◆ Work to be completed
Please continue the page on 2015 in Slovakia that follows, starting right after its final line about the Trenčín Self-governing Region.

◆ Document text
- Decades:: 1990s; 2000s; 2010s; 2020s;
- See also:: Other events of 2015 History of Slovakia • Years

= 2015 in Slovakia =

The following lists events that happened during 2015 in Slovakia.

== Incumbents ==
=== Head of State ===
2015 is the first full year of the 4th President Andrej Kiska, elected as an independent candidate in the 2014.

- President – Andrej Kiska (Independent)

=== Government ===
2015 is the last full year of the 8th National Council. Next parliamentary elections will be held on or before 5 March 2016. The Robert Fico's Second Cabinet, elected in 2012 consisted solely from Direction – Social Democracy party (Smer – sociálna demokracia, abbreviated Smer-SD), continues.

- Speaker of the National Council – Peter Pellegrini (Smer-SD)
- Prime Minister – Robert Fico (Smer-SD)
- Minister of Foreign Affairs – Miroslav Lanjčák (Independent)
- Minister of Interior – Robert Kaliňák (Smer-SD)
- Minister of Finance – Peter Kažimír (Smer-SD)
- Minister of Defence – Martin Glváč (Smer-SD)

=== Major parties' leaders ===
- Parties in National Council
- Direction – Social Democracy (Smer – sociálna demokracia, abbreviated Smer-SD) – Robert Fico
- Christian Democratic Movement (Kresťanskodemokratické hnutie, abbreviated KDH) – Ján Figeľ
- Ordinary People and Independent Personalities (Obyčajní Ľudia a nezávislé osobnosti, abbreviated OĽaNO) – Igor Matovič
- Most–Híd – Béla Bugár
- Slovak Democratic and Christian Union – Democratic Party (Slovenská demokratická a kresťanská únia – Demokratická strana, abbreviated SDKÚ-DS) – Pavol Frešo
- Freedom and Solidarity (Sloboda a Solidarita, abbreviated SaS) – Richard Sulík

- Major extra-parliamentary parties
- Network (SIEŤ) – Radoslav Procházka
- Slovak Civic Coalition (Slovenská občianska koalícia, abbreviated SKOK!) – Juraj Miškov
- Slovak National Party (Slovenská národná strana, abbreviated SNS) – Andrej Danko
- Party of the Hungarian Community (Slovak & Hungarian: Strana maďarskej komunity – Magyar Közösség Pártja, abbreviated SMK-MKP) – József Berényi

=== Other state leading representatives ===
- Head of the Constitutional Court of Slovakia – Ivetta Macejková

=== Chairpersons of Self-governing Regions ===
- Bratislava Self-governing Region – Pavol Frešo (coalition of SDKÚ-DS, KDH, Most–Híd, SMK-MKP, OKS, SaS, SZ)
- Trnava Self-governing Region – Tibor Mikuš (Independent)
- Trenčín Self-governing Region – Jaroslav Baška (Smer-SD)

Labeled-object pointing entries
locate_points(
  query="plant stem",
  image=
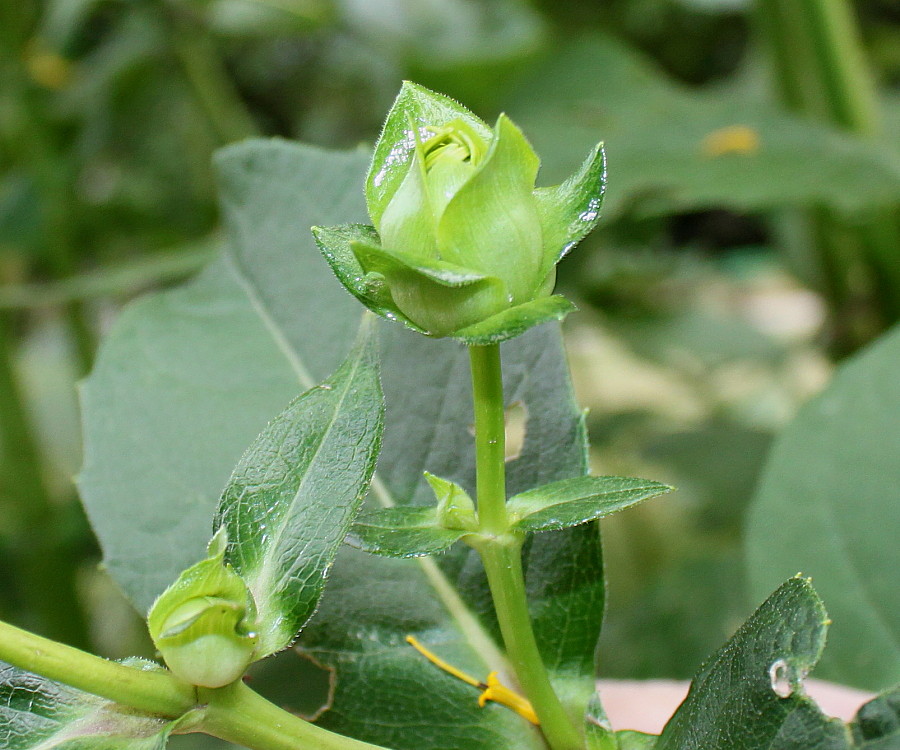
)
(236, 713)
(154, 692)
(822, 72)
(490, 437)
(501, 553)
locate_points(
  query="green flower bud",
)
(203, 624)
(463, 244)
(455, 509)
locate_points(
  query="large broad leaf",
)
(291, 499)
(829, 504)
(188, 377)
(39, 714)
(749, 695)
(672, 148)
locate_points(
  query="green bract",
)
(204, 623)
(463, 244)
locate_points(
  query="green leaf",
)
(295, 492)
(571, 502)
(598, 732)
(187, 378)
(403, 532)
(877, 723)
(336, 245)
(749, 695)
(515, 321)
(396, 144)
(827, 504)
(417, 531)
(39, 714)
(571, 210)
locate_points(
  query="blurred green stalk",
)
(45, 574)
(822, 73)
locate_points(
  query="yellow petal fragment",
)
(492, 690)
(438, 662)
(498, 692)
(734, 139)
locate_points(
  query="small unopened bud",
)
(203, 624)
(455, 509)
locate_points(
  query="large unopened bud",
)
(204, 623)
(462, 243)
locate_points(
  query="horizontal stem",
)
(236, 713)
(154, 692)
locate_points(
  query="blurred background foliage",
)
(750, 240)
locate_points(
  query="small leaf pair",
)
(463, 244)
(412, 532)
...
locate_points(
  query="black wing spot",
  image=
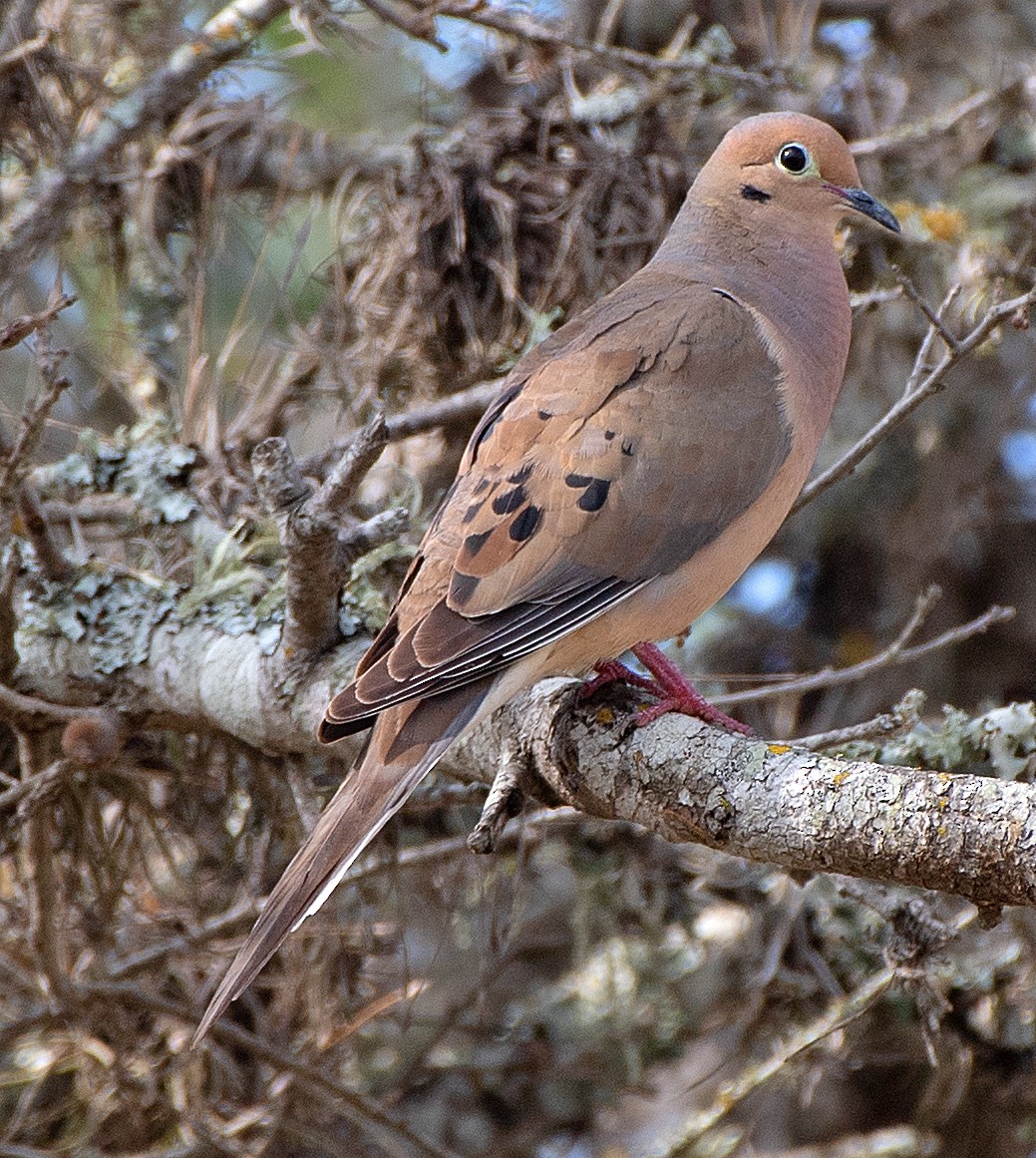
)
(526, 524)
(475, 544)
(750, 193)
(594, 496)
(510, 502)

◆ The response
- Nitra Self-governing Region – Milan Belica (coalition of Smer-SD, SNS, ASV)
- Banská Bystrica Self-governing Region – Marian Kotleba (ĽSNS)
- Žilina Self-governing Region – Juraj Blanár (coalition of HZD, SNS, Smer-SD)
- Košice Self-governing Region – Zdenko Trebuľa (Smer-SD)
- Prešov Self-governing Region – Peter Chudík (coalition of Smer-SD, HZD, SNS)

== Events ==
=== January ===
- January 1 – President Andrej Kiska in his New Year's speech stressed need to fight corruption, need for political activism, reducing bureaucracy. Kiska also described situation in Ukraine as a breach of Ukrainian territorial sovereignty and interference with the political independence of the country.
- January 27 – 46th Session of the National Council (to February 13)

=== February ===
- February 1 – Regulation No. 1 of 2015 of the Slovak Republic Ministry of Interior on granting state citizenship of the Slovak Republic for specific reasons came into force. The regulation allows granting the citizenship to former Slovakia's citizens who lost citizenship after January 1, 1993, including those, who lost citizenship due to acquisition of foreign country's citizenship, under the Act No. 250/2010 Coll. of laws Amending and Supplementing the Act No. 40/1993 on State Citizenship
- February 7 – 2015 Slovak same-sex marriage referendum failed with only 21.4% of citizens casting a vote
- February 18 – 47th Session of the National Council

== Deaths ==

=== January ===
- 1 January – Drahoslav Machala, writer and journalist (b. 1947)
- 2 January – Arpád Račko, sculptor (b. 1930)

=== February ===
- 1 February – Martin Ťapák, film director, actor, dancer and choreographer (b. 1926)
- 15 February – Michal Benčík, lawyer, politician of former Communist Party of Czechoslovakia and later Party of the Democratic Left, member of Czechoslovak Federal Assembly and Slovak National Council (b. 1932)

=== March ===
- 15 March – Ján Kulich, sculptor (b. 1930)
- 15 March – Marián Mikluš, army major-general and Chief of the General Staff in 1998 (b. 1953)
- 22 March – Peter Pišťanek, writer (b. 1960)
- 26 March – Kornel Földvári, poet, journalist, art and literature critic and translator (b. 1932)
- 27 March – Martin Porubjak, college professor, dramaturge, playwright, theater and film scriptwriter and director (b. 1944)
- 29 March – Ivan Niňaj, sports commentator (b. 1954)

=== April ===
- 11 April – Braňo Hochel, writer, university associate professor, literary scholar, translator and politician of Democratic Party (b. 1951)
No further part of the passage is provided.